Rows from a pointing dataset:
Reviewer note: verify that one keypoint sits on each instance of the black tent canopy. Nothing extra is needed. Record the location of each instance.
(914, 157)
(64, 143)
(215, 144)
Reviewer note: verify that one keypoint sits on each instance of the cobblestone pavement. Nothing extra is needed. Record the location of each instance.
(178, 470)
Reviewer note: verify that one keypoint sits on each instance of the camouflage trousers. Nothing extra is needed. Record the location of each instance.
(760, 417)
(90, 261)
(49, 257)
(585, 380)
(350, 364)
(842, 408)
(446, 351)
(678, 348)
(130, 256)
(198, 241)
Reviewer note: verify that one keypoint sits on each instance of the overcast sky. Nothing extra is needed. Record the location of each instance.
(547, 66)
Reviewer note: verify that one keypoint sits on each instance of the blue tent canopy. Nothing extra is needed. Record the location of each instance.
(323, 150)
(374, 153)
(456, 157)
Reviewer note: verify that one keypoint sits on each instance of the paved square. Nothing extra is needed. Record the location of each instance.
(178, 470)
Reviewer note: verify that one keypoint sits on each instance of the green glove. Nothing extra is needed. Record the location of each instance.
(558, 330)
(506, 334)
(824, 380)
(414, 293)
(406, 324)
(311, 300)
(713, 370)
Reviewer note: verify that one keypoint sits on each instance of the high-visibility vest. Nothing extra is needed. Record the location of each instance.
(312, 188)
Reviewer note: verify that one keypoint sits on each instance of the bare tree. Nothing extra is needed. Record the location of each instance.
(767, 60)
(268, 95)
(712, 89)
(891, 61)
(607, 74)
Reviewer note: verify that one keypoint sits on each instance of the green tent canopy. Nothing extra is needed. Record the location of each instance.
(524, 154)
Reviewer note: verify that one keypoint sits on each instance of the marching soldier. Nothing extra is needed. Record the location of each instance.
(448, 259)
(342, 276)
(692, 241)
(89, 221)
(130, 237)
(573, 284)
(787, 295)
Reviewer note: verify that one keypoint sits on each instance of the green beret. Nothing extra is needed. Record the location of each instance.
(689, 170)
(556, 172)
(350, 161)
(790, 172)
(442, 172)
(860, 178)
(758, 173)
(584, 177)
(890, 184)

**Exercise requirements:**
Could you edit the entries above so that "keypoint" reads "marker" throughout, with everything else left unchanged?

**Exercise response:**
Reviewer note: verify that one marker sits on each instance of the black tent canopy. Nothing extra is needed. Record the location of each instance.
(914, 157)
(64, 143)
(215, 144)
Reviewer note: verify that one marker sits on each instance of the cobblestone pavement. Nothing extra is needed. Record the location of each instance.
(178, 470)
Reviewer note: verify that one marker sits on each instance of the camouflage trousers. Nothing extra is needed. Record the location of each instance.
(760, 417)
(90, 261)
(49, 257)
(585, 380)
(350, 364)
(842, 408)
(446, 351)
(678, 348)
(130, 256)
(198, 241)
Reviewer note: verify that one marker sits on each instance of the overcast sky. Nothing extra is needed. Record the location of each instance.
(547, 66)
Reviewer note: verify that one marker sits on each instance of the blue tent canopy. Nothing extra is needed. Record the location of each instance.
(323, 150)
(374, 153)
(456, 157)
Reviewer note: verify that one marker sits on each instance of the paved square. Nothing extra is needed. Record the location of each instance.
(178, 470)
Reviewer note: verify that one marker sits on each instance of the green glove. Nothing extra is needed. Record the location of each instance.
(558, 330)
(506, 334)
(824, 380)
(414, 293)
(406, 324)
(311, 300)
(713, 370)
Reviewer note: verify that one marker sits on each instance of the high-visibility vest. Nothing extra is needed. Record the location of each instance.
(312, 188)
Reviewer note: verify that one marker sits on each instance of the bare tree. Nothing extra is needed. Record the location of each instance.
(767, 60)
(268, 95)
(712, 89)
(891, 61)
(607, 74)
Reviewer note: verify that one marker sits on each instance of the green tent canopy. Nothing extra is needed. Record the location of each instance.
(524, 154)
Reviewer note: verify that one marker sits on each instance of the marching soldier. Nothing extra is needed. Record the location of each instance.
(448, 259)
(342, 276)
(692, 241)
(89, 221)
(130, 237)
(573, 284)
(787, 295)
Reviewer note: verify that one marker sits on each instance of the green beret. Nothing extra is needed. Record the location of each instance.
(689, 170)
(556, 172)
(350, 161)
(790, 172)
(442, 172)
(860, 178)
(758, 173)
(584, 177)
(890, 184)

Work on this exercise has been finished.